** Data excerpts **
-- Opening Marker --

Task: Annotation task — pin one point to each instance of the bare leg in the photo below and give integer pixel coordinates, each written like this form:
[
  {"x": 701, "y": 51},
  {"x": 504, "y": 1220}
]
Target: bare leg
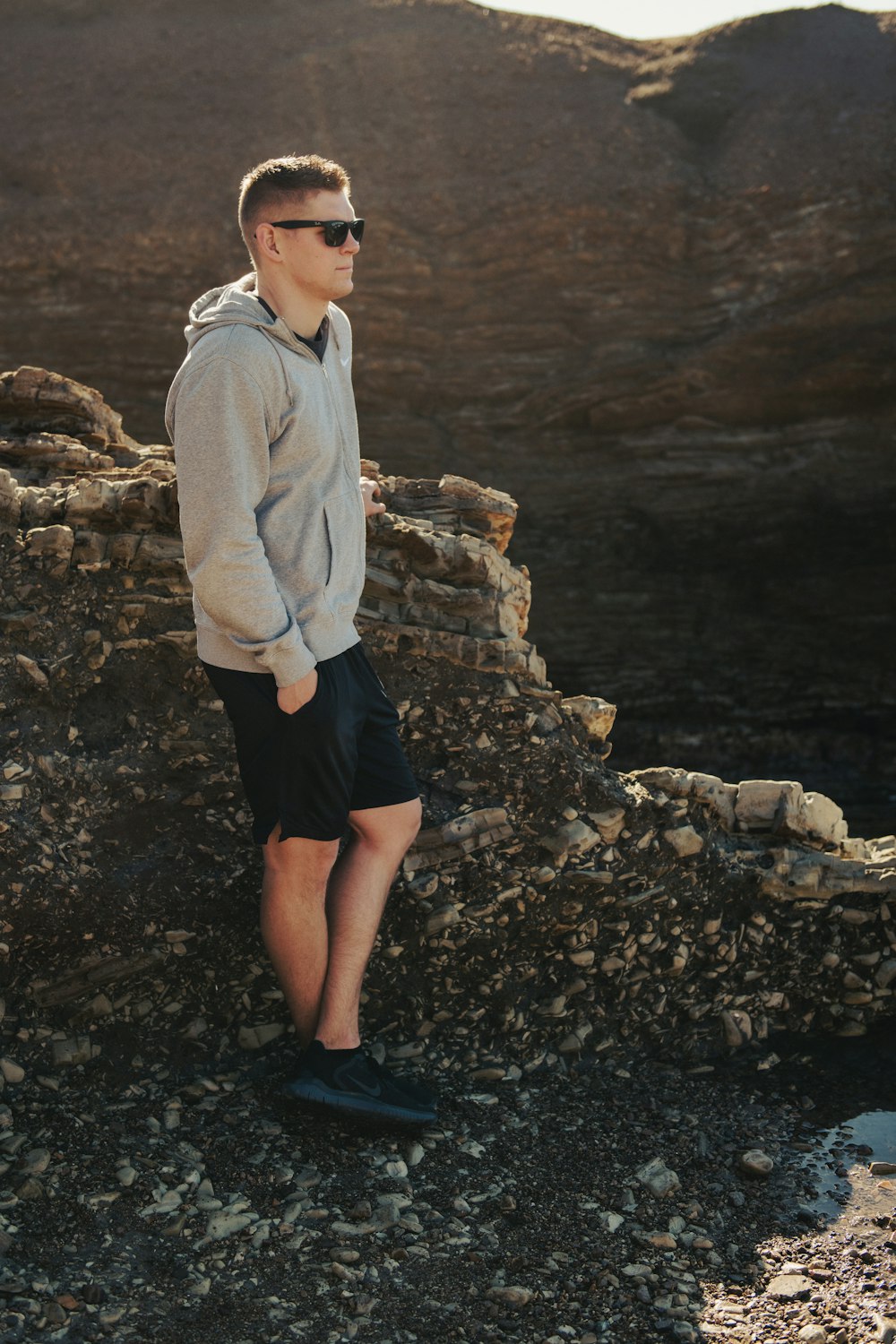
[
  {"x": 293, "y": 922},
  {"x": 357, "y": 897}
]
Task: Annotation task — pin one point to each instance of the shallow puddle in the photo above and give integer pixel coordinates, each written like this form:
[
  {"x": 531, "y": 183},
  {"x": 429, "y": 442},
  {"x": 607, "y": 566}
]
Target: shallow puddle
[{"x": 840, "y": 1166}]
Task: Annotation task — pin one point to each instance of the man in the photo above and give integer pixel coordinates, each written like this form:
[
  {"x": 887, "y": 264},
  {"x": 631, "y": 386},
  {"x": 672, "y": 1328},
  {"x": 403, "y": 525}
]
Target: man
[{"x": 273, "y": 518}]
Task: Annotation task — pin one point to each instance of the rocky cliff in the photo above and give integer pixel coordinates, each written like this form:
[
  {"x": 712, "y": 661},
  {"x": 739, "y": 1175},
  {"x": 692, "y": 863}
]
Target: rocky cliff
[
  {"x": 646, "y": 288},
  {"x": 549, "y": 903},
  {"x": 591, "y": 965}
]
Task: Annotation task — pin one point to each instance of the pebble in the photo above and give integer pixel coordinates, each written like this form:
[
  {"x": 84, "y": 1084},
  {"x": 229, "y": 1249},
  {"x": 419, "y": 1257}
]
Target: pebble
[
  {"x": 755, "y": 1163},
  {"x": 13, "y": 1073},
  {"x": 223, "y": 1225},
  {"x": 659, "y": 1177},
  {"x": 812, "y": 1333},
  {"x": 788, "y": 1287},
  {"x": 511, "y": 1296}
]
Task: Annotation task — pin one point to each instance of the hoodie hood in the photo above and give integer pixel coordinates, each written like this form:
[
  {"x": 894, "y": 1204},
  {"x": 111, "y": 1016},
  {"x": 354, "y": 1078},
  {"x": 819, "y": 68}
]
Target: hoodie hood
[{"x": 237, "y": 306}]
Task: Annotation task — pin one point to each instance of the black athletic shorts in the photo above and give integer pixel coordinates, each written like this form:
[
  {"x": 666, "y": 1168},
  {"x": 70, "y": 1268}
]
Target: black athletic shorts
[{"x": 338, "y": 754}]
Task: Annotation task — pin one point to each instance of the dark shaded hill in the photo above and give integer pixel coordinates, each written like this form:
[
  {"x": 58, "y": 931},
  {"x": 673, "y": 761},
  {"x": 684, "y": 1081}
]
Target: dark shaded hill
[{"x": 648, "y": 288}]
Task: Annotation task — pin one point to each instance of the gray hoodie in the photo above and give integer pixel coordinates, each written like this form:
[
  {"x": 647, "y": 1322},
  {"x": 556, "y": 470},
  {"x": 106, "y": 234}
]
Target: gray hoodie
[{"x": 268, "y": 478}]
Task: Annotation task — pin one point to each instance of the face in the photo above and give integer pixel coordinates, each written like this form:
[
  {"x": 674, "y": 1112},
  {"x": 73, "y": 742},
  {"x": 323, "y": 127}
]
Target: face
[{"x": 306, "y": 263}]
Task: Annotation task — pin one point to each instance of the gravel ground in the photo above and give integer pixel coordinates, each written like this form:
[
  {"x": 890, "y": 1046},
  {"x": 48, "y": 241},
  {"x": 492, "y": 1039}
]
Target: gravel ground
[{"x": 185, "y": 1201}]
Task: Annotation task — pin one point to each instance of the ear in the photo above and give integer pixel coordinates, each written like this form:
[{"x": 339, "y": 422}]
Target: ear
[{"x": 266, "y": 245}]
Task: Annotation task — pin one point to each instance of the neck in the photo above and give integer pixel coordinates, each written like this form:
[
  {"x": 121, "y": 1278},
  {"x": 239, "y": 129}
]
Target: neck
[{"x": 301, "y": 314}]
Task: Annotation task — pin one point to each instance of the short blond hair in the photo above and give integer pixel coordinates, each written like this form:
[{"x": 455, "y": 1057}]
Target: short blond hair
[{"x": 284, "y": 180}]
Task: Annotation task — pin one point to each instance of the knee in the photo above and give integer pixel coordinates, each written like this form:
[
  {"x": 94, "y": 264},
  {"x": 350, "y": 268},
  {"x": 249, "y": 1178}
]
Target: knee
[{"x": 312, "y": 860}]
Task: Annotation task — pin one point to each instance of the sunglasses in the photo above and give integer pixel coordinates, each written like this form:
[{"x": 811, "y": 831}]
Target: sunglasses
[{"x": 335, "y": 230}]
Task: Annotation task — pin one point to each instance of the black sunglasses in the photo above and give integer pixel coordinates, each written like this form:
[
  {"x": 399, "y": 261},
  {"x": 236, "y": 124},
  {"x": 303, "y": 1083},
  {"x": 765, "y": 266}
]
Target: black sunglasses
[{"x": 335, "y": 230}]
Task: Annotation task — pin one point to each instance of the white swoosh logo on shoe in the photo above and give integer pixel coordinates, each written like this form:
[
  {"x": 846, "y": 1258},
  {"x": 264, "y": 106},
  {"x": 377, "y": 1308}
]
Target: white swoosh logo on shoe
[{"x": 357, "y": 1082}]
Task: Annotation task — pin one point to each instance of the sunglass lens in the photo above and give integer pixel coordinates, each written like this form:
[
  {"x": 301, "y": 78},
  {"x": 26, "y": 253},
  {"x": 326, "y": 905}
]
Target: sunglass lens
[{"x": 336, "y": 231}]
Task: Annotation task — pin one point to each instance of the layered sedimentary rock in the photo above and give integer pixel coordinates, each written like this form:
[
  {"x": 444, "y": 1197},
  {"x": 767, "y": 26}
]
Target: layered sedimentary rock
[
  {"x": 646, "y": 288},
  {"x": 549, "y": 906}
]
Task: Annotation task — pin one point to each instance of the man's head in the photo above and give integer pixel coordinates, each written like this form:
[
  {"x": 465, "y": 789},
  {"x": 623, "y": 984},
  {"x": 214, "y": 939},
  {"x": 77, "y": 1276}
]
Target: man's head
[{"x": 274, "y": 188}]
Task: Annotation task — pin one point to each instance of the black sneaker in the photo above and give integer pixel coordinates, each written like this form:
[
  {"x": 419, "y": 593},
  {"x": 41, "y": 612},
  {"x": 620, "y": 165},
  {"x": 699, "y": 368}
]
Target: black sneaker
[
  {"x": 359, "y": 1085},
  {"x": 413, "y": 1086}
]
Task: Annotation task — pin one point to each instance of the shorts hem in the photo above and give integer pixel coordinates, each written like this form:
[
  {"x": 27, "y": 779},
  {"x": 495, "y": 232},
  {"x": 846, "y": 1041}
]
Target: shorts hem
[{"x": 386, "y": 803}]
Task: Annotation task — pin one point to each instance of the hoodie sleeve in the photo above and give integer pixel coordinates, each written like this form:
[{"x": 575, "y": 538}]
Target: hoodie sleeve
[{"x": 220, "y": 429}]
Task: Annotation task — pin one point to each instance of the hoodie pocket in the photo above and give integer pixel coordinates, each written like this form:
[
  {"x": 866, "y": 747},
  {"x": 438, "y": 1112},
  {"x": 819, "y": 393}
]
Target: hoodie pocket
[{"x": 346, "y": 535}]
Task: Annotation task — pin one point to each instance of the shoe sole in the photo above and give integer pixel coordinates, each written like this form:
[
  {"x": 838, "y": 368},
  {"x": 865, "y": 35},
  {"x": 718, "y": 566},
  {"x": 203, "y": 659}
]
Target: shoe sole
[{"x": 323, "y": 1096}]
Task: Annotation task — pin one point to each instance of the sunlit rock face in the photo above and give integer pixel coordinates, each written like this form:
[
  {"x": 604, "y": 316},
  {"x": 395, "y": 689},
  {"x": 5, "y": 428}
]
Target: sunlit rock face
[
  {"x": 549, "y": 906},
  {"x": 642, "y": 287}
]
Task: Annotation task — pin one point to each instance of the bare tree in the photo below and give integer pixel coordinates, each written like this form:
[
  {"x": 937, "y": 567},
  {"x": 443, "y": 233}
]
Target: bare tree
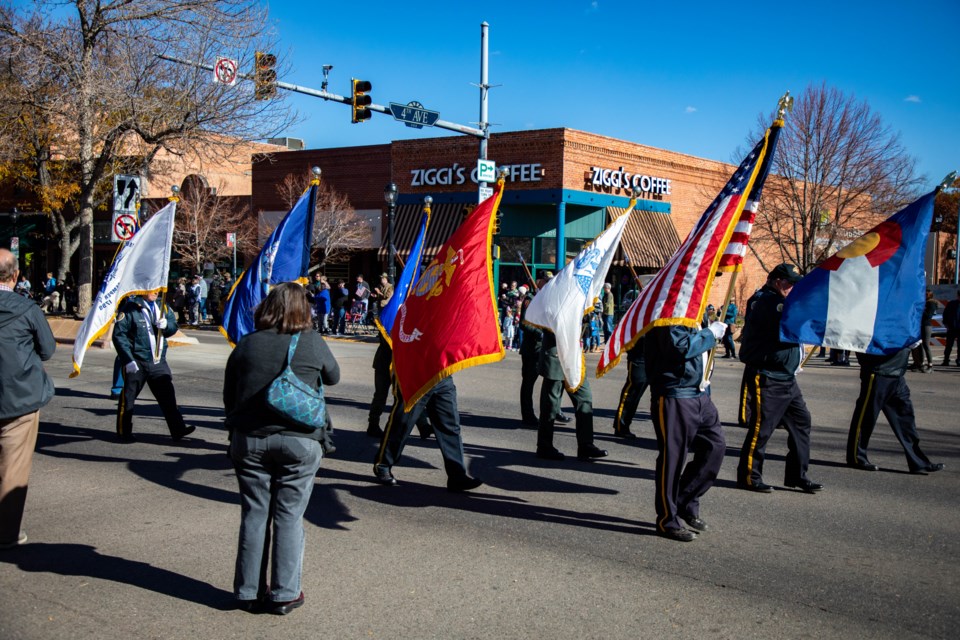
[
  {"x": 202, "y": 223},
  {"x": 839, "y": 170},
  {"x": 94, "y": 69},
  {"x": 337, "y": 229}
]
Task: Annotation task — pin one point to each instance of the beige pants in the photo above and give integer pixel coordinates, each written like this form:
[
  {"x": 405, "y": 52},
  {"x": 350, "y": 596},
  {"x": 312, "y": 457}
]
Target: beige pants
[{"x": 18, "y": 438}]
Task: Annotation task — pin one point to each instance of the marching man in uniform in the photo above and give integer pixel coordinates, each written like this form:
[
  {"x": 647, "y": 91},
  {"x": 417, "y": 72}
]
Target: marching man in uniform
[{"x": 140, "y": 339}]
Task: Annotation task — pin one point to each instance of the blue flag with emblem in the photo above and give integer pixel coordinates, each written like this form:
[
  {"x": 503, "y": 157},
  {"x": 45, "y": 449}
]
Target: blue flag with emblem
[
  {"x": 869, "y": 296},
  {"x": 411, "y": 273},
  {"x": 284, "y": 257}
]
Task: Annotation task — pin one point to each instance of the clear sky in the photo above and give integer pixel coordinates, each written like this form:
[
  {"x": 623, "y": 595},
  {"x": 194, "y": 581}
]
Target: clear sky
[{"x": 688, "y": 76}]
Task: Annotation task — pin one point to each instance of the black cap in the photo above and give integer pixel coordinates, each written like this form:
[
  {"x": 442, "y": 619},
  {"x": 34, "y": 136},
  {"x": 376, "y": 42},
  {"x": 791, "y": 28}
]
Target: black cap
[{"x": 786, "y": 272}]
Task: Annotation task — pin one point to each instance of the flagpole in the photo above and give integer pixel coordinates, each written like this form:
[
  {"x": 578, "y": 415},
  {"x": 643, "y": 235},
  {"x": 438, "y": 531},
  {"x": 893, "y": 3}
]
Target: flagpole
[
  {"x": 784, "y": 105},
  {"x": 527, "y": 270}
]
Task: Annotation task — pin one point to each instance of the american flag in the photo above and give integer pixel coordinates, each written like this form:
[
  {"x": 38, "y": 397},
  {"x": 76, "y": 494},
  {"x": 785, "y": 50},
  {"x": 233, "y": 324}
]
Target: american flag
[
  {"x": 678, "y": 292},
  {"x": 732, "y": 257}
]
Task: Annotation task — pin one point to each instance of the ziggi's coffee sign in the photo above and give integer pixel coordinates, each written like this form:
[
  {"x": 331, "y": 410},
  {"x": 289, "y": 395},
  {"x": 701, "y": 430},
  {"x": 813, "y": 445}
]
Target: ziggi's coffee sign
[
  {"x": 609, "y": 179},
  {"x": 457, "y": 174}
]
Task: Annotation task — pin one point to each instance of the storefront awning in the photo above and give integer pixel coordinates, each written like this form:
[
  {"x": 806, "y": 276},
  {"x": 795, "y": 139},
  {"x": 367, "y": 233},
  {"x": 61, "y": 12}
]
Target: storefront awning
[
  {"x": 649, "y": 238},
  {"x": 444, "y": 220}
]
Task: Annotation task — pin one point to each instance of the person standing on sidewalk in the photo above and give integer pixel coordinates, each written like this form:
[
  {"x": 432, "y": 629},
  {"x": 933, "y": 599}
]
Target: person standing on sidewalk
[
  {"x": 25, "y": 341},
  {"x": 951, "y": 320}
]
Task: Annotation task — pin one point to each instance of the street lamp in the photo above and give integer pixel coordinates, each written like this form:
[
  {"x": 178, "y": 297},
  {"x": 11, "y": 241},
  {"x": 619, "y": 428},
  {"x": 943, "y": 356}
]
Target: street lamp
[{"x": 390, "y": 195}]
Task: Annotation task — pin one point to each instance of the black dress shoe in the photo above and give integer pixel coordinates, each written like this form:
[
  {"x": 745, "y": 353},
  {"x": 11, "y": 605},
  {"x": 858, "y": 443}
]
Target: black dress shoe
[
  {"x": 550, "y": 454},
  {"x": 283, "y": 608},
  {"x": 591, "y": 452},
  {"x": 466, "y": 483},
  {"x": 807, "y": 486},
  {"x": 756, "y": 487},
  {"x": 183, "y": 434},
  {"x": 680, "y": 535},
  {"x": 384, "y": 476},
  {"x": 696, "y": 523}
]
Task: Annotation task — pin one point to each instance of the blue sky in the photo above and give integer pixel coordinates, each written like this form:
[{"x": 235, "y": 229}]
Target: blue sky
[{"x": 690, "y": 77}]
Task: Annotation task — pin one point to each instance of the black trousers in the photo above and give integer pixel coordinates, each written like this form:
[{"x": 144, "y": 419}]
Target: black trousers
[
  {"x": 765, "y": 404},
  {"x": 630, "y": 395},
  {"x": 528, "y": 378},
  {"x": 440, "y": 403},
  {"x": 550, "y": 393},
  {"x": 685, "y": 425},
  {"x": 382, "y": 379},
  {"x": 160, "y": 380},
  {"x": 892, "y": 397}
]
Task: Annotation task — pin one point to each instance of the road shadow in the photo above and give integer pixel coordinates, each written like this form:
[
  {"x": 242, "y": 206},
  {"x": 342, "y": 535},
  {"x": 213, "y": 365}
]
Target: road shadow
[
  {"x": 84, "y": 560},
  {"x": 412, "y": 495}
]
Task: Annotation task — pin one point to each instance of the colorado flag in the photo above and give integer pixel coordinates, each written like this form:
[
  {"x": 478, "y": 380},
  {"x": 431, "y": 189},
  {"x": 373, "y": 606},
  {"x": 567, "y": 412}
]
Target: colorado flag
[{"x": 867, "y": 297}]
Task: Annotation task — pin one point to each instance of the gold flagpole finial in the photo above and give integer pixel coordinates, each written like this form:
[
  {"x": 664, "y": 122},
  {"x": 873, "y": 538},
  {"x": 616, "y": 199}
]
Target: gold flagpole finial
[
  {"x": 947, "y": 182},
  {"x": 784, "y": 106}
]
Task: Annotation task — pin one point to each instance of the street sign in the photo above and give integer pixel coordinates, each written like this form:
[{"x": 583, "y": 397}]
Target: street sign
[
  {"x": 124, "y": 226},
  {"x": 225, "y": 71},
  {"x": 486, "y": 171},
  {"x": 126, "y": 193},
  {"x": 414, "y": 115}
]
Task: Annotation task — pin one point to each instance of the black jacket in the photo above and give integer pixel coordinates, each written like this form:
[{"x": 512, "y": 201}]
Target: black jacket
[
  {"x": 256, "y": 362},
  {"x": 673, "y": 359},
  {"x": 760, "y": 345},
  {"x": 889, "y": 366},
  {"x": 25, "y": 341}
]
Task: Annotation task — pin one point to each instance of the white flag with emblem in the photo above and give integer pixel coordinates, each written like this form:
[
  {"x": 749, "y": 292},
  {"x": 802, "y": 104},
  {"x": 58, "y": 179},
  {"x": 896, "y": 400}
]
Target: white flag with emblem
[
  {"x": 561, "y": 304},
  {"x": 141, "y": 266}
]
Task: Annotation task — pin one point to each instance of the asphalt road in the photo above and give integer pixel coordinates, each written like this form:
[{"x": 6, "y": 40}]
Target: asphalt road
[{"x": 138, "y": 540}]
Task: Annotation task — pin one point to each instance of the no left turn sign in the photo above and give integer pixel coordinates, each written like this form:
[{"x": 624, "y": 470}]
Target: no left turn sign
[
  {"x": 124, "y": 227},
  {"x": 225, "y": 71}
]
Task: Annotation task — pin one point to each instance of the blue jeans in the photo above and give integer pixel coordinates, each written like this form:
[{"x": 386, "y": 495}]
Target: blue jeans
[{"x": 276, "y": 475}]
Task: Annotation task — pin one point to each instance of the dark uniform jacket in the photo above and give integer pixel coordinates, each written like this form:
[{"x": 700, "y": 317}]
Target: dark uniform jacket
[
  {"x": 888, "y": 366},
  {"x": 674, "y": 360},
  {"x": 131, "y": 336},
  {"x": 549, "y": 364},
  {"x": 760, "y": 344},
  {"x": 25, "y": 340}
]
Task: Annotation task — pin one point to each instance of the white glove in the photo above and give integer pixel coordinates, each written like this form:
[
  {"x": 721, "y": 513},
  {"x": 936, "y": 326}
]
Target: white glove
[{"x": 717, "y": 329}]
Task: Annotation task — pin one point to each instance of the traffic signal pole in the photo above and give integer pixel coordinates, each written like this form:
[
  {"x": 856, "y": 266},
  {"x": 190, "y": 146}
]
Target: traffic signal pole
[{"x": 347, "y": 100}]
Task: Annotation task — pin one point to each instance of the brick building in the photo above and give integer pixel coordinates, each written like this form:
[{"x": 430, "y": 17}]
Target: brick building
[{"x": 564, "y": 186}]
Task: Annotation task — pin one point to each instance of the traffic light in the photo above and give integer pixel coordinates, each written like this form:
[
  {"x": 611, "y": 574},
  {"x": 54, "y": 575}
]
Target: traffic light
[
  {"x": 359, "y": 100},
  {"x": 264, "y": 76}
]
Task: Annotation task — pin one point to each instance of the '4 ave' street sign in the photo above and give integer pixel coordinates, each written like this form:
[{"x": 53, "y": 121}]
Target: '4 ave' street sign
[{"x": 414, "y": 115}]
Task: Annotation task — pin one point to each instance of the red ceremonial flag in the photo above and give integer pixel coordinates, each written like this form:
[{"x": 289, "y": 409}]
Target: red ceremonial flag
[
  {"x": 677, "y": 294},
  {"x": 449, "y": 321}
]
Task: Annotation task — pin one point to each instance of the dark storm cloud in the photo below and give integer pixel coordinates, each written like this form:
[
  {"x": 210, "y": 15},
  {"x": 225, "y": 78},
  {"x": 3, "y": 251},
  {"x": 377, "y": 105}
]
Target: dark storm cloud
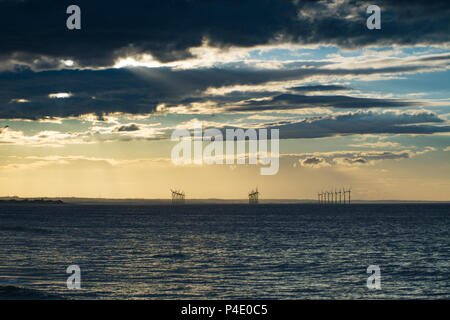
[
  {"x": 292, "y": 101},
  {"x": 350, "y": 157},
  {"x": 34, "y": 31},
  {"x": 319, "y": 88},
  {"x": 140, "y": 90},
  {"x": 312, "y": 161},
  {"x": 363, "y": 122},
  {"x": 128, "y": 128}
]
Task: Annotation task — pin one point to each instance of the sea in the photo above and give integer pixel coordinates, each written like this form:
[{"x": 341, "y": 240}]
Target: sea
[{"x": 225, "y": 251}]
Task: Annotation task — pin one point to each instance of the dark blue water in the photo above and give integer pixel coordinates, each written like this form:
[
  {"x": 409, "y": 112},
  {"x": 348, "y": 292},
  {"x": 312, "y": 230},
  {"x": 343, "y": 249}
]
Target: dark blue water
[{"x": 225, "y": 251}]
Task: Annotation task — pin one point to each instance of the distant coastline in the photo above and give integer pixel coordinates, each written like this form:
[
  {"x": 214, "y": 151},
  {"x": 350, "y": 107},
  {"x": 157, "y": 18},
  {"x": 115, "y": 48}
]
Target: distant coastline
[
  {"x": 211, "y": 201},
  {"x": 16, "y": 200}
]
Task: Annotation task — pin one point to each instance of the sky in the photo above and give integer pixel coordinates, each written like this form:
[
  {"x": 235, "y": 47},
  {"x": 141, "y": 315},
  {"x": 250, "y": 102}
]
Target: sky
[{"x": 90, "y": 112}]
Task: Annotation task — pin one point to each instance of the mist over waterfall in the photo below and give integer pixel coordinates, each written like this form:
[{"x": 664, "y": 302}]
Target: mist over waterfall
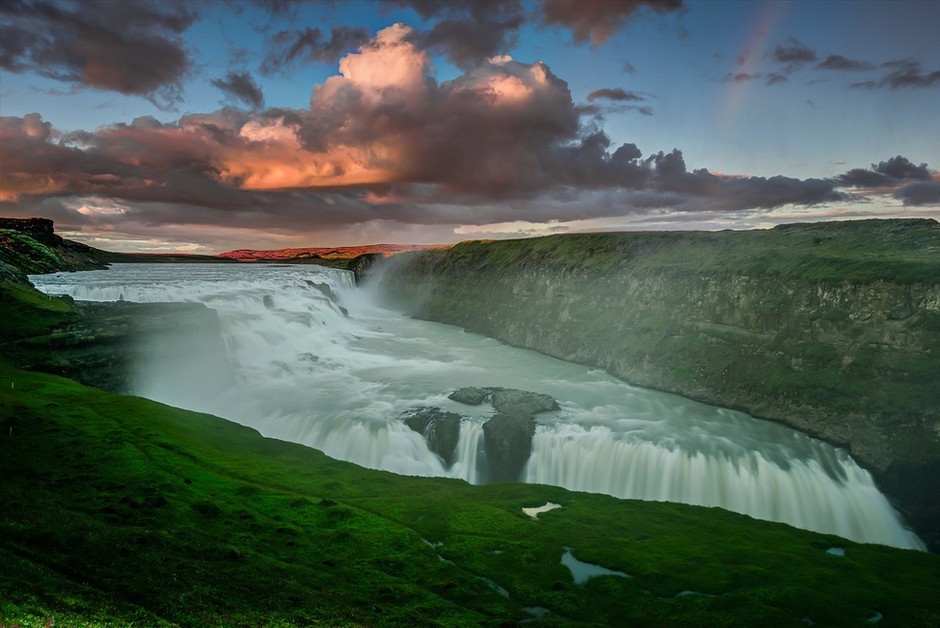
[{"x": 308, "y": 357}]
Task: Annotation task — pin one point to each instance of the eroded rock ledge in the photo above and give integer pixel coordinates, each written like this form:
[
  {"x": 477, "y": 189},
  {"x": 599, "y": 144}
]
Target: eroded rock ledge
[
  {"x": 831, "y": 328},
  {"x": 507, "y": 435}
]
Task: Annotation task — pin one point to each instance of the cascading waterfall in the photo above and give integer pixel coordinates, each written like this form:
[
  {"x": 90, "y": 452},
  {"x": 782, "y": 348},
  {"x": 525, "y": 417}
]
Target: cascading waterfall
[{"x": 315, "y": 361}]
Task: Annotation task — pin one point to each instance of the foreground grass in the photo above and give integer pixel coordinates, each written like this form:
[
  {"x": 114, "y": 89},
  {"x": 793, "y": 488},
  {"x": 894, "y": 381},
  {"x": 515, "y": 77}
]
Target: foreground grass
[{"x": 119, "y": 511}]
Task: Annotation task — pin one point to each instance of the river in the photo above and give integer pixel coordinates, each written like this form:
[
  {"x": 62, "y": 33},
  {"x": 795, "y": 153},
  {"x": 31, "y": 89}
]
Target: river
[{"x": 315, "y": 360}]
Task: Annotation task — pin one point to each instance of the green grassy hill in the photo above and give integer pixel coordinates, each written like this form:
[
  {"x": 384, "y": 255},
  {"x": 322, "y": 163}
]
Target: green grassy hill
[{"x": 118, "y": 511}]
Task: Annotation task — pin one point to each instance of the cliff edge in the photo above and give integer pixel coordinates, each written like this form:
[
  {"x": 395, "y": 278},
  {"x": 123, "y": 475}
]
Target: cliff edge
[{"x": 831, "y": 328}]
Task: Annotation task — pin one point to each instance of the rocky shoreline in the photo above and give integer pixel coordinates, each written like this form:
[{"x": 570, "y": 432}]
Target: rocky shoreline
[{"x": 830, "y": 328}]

-- Closing Marker --

Which lines of the listing contain the string "below"? Copy each of them.

Task: Annotation task — pin one point to each instance of the bare leg in the photo below and give integer pixel coordinates, each written like this form:
Task: Annotation task — pin one point to each instance of the bare tree in the photo below and give integer pixel coordinates, each written like this form:
Task: Annotation task — pin one point to each instance of the dark storm cloud in the photo below and give integer pixel coordinates, each written like this form:
Task: Annotation task — pin one point to each instance of the mist over waterfall in the photo below and give integer pixel coordinates, each written like this form:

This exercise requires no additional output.